## START Record list

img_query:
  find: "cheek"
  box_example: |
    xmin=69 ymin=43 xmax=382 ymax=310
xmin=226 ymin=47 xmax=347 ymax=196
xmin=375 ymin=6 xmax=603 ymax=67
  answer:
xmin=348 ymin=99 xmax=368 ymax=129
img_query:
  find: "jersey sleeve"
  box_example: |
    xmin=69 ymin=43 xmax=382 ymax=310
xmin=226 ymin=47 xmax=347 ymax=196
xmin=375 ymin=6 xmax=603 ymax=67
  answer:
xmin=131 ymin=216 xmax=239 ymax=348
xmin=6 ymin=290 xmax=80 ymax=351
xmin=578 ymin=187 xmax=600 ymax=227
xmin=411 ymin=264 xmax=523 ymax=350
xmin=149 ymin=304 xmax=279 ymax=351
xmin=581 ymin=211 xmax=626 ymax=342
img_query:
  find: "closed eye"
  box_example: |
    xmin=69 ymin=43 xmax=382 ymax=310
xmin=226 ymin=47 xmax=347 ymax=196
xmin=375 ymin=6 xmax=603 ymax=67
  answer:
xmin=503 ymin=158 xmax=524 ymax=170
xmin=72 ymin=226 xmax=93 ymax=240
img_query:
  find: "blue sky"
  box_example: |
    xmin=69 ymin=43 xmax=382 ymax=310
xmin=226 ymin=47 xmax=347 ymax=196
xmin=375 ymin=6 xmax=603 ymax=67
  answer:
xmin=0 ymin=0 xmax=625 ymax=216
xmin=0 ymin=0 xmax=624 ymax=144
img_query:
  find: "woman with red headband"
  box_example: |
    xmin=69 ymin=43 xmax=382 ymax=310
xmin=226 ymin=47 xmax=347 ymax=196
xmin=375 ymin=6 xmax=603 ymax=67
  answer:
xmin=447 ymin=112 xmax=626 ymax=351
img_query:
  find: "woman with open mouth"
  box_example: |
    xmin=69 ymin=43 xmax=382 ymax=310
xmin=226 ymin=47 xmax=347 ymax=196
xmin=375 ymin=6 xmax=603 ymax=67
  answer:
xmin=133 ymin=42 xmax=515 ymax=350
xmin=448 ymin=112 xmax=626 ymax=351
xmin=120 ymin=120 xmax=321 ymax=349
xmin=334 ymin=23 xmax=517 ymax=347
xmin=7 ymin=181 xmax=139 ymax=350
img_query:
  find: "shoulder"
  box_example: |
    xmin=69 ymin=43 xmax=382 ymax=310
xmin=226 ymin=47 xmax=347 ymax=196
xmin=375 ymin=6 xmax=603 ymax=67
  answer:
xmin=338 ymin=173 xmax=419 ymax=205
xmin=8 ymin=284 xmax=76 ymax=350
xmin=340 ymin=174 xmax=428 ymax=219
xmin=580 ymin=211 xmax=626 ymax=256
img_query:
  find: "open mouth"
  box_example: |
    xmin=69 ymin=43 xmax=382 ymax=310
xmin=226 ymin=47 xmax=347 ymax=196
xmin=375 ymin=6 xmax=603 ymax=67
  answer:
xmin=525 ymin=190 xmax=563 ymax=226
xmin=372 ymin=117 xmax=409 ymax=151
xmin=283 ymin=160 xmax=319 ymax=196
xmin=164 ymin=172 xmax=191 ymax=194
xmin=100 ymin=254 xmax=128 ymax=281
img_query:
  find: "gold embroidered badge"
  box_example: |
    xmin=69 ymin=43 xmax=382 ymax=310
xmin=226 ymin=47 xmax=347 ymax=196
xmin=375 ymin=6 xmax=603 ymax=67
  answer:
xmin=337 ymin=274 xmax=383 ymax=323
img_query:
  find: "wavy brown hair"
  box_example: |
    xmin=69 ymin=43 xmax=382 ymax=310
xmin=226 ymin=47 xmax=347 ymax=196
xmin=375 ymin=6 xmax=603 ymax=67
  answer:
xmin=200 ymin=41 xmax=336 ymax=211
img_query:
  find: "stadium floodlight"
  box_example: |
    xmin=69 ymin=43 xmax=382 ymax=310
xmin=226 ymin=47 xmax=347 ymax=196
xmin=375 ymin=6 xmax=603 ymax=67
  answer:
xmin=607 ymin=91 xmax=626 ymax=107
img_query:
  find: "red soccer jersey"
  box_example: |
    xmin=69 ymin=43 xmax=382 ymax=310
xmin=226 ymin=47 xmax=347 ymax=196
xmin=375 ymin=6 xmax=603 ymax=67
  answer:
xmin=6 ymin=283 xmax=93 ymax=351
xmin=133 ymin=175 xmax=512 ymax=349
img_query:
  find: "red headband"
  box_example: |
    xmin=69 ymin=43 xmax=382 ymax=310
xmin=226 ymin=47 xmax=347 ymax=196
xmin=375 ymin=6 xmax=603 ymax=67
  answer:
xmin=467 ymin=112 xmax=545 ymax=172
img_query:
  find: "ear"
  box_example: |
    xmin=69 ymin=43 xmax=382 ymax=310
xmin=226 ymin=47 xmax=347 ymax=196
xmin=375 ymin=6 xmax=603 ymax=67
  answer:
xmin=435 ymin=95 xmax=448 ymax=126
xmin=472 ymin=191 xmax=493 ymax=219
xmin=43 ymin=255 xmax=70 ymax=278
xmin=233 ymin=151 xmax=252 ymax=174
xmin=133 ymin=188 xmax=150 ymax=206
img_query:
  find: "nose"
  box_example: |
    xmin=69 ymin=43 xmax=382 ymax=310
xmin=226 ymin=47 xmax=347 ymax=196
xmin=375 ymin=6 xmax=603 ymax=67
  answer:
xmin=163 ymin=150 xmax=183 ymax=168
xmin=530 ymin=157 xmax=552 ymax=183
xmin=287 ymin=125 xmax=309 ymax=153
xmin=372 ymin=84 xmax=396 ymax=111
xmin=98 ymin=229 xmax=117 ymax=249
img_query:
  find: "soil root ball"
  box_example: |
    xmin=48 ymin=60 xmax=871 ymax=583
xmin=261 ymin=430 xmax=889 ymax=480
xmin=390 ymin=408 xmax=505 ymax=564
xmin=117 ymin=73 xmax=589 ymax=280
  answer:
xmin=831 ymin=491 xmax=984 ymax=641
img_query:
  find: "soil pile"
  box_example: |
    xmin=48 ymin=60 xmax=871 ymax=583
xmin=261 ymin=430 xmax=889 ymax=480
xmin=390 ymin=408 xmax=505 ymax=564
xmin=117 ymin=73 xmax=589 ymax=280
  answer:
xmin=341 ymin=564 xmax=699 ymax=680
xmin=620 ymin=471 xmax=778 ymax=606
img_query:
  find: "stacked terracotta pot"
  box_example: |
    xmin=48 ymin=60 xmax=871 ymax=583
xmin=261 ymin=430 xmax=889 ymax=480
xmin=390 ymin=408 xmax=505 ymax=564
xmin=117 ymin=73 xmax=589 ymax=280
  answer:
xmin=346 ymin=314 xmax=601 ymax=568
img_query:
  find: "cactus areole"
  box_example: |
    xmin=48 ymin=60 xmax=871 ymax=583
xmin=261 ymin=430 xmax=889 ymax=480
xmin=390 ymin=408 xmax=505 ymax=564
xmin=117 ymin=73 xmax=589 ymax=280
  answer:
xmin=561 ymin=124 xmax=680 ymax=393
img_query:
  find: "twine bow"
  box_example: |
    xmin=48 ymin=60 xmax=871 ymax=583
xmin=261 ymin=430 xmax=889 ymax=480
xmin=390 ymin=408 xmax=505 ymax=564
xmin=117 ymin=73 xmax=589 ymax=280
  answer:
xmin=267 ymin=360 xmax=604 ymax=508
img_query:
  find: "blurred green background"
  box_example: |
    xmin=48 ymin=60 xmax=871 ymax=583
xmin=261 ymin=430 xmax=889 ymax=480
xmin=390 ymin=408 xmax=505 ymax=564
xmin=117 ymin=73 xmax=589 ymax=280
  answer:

## END Record list

[Exercise requirements]: Print the entries exactly. Include every one.

[Result below]:
img_query:
  find: "cheek"
  box_example: |
    xmin=69 ymin=43 xmax=382 ymax=310
xmin=226 ymin=47 xmax=347 ymax=196
xmin=375 ymin=6 xmax=603 ymax=67
  answer:
xmin=348 ymin=99 xmax=368 ymax=129
img_query:
  find: "jersey sleeve"
  box_example: |
    xmin=69 ymin=43 xmax=382 ymax=310
xmin=226 ymin=47 xmax=347 ymax=196
xmin=375 ymin=6 xmax=603 ymax=67
  answer:
xmin=131 ymin=216 xmax=239 ymax=348
xmin=6 ymin=290 xmax=80 ymax=351
xmin=578 ymin=187 xmax=600 ymax=227
xmin=411 ymin=264 xmax=523 ymax=350
xmin=149 ymin=304 xmax=279 ymax=351
xmin=581 ymin=211 xmax=626 ymax=342
img_query:
  find: "closed eye"
  box_example: |
    xmin=69 ymin=43 xmax=382 ymax=310
xmin=226 ymin=47 xmax=347 ymax=196
xmin=375 ymin=6 xmax=603 ymax=67
  answer:
xmin=503 ymin=158 xmax=524 ymax=170
xmin=72 ymin=226 xmax=93 ymax=240
img_query:
  find: "blue sky"
  box_example: |
    xmin=69 ymin=43 xmax=382 ymax=310
xmin=226 ymin=47 xmax=347 ymax=196
xmin=375 ymin=6 xmax=603 ymax=67
  answer:
xmin=0 ymin=0 xmax=625 ymax=216
xmin=0 ymin=0 xmax=624 ymax=144
img_query:
  find: "woman with red headband"
  box_example: |
    xmin=69 ymin=43 xmax=382 ymax=310
xmin=226 ymin=47 xmax=347 ymax=196
xmin=375 ymin=6 xmax=603 ymax=67
  answer:
xmin=447 ymin=112 xmax=626 ymax=351
img_query:
  find: "woman with open mouth"
  box_example: |
    xmin=69 ymin=43 xmax=382 ymax=310
xmin=226 ymin=47 xmax=347 ymax=196
xmin=375 ymin=6 xmax=603 ymax=67
  answer:
xmin=133 ymin=42 xmax=515 ymax=350
xmin=448 ymin=112 xmax=626 ymax=351
xmin=120 ymin=120 xmax=321 ymax=349
xmin=334 ymin=23 xmax=517 ymax=347
xmin=7 ymin=181 xmax=139 ymax=350
img_query:
  find: "shoulder"
  box_example: |
    xmin=69 ymin=43 xmax=382 ymax=310
xmin=226 ymin=47 xmax=347 ymax=196
xmin=375 ymin=6 xmax=603 ymax=67
  answer:
xmin=338 ymin=173 xmax=419 ymax=205
xmin=8 ymin=284 xmax=76 ymax=350
xmin=340 ymin=174 xmax=428 ymax=219
xmin=580 ymin=211 xmax=626 ymax=256
img_query:
  find: "open mouth"
  box_example: |
    xmin=69 ymin=43 xmax=382 ymax=310
xmin=226 ymin=47 xmax=347 ymax=196
xmin=375 ymin=6 xmax=603 ymax=67
  answer:
xmin=525 ymin=190 xmax=563 ymax=226
xmin=372 ymin=117 xmax=409 ymax=151
xmin=283 ymin=160 xmax=319 ymax=196
xmin=164 ymin=172 xmax=191 ymax=194
xmin=100 ymin=254 xmax=128 ymax=281
img_query:
  find: "gold embroidered badge"
  box_example: |
    xmin=69 ymin=43 xmax=382 ymax=310
xmin=226 ymin=47 xmax=347 ymax=196
xmin=375 ymin=6 xmax=603 ymax=67
  answer:
xmin=337 ymin=274 xmax=383 ymax=323
img_query:
  find: "wavy brown hair"
  box_example: |
    xmin=69 ymin=43 xmax=382 ymax=310
xmin=226 ymin=47 xmax=347 ymax=196
xmin=375 ymin=6 xmax=603 ymax=67
  answer:
xmin=200 ymin=41 xmax=336 ymax=211
img_query:
  find: "stadium floodlight"
  box_example: |
    xmin=69 ymin=43 xmax=382 ymax=310
xmin=226 ymin=47 xmax=347 ymax=196
xmin=375 ymin=6 xmax=603 ymax=67
  answer:
xmin=607 ymin=91 xmax=626 ymax=107
img_query:
  find: "red soccer jersey"
  box_example: |
    xmin=69 ymin=43 xmax=382 ymax=310
xmin=226 ymin=47 xmax=347 ymax=196
xmin=375 ymin=6 xmax=603 ymax=67
  answer:
xmin=6 ymin=283 xmax=93 ymax=351
xmin=133 ymin=175 xmax=512 ymax=349
img_query:
  find: "red headband"
  box_example: |
    xmin=69 ymin=43 xmax=382 ymax=310
xmin=226 ymin=47 xmax=347 ymax=196
xmin=375 ymin=6 xmax=603 ymax=67
  answer:
xmin=467 ymin=112 xmax=545 ymax=172
img_query:
  find: "ear"
  box_example: |
    xmin=69 ymin=43 xmax=382 ymax=310
xmin=226 ymin=47 xmax=347 ymax=196
xmin=375 ymin=6 xmax=603 ymax=67
  answer:
xmin=435 ymin=95 xmax=448 ymax=126
xmin=472 ymin=191 xmax=493 ymax=219
xmin=43 ymin=255 xmax=70 ymax=278
xmin=233 ymin=151 xmax=252 ymax=174
xmin=133 ymin=188 xmax=150 ymax=206
img_query:
  find: "nose"
  box_example: |
    xmin=69 ymin=43 xmax=382 ymax=310
xmin=226 ymin=47 xmax=347 ymax=196
xmin=375 ymin=6 xmax=603 ymax=67
  answer:
xmin=163 ymin=150 xmax=183 ymax=168
xmin=530 ymin=157 xmax=552 ymax=183
xmin=287 ymin=125 xmax=309 ymax=153
xmin=372 ymin=84 xmax=396 ymax=111
xmin=98 ymin=229 xmax=117 ymax=249
img_query:
  find: "soil root ball"
  box_example: |
    xmin=48 ymin=60 xmax=871 ymax=583
xmin=261 ymin=430 xmax=889 ymax=480
xmin=390 ymin=408 xmax=505 ymax=564
xmin=117 ymin=73 xmax=589 ymax=280
  answer:
xmin=831 ymin=491 xmax=984 ymax=641
img_query:
  find: "soil pile"
  box_example: |
    xmin=48 ymin=60 xmax=871 ymax=583
xmin=261 ymin=430 xmax=889 ymax=480
xmin=390 ymin=408 xmax=505 ymax=564
xmin=117 ymin=73 xmax=589 ymax=280
  answer:
xmin=341 ymin=564 xmax=699 ymax=680
xmin=620 ymin=471 xmax=778 ymax=606
img_query:
  find: "stacked terracotta pot"
  box_example: |
    xmin=48 ymin=60 xmax=871 ymax=583
xmin=261 ymin=430 xmax=889 ymax=480
xmin=390 ymin=408 xmax=505 ymax=564
xmin=117 ymin=73 xmax=589 ymax=280
  answer:
xmin=346 ymin=314 xmax=601 ymax=568
img_query:
  find: "cactus areole"
  box_example: |
    xmin=48 ymin=60 xmax=871 ymax=583
xmin=261 ymin=430 xmax=889 ymax=480
xmin=390 ymin=408 xmax=505 ymax=564
xmin=117 ymin=73 xmax=589 ymax=280
  answer:
xmin=561 ymin=124 xmax=680 ymax=393
img_query:
  find: "twine bow"
  box_example: |
    xmin=48 ymin=60 xmax=871 ymax=583
xmin=261 ymin=430 xmax=889 ymax=480
xmin=390 ymin=408 xmax=505 ymax=564
xmin=117 ymin=73 xmax=589 ymax=280
  answer:
xmin=267 ymin=360 xmax=604 ymax=508
img_query:
  find: "blurred green background"
  box_example: |
    xmin=48 ymin=60 xmax=871 ymax=583
xmin=261 ymin=430 xmax=889 ymax=480
xmin=390 ymin=408 xmax=505 ymax=564
xmin=117 ymin=73 xmax=589 ymax=280
  answer:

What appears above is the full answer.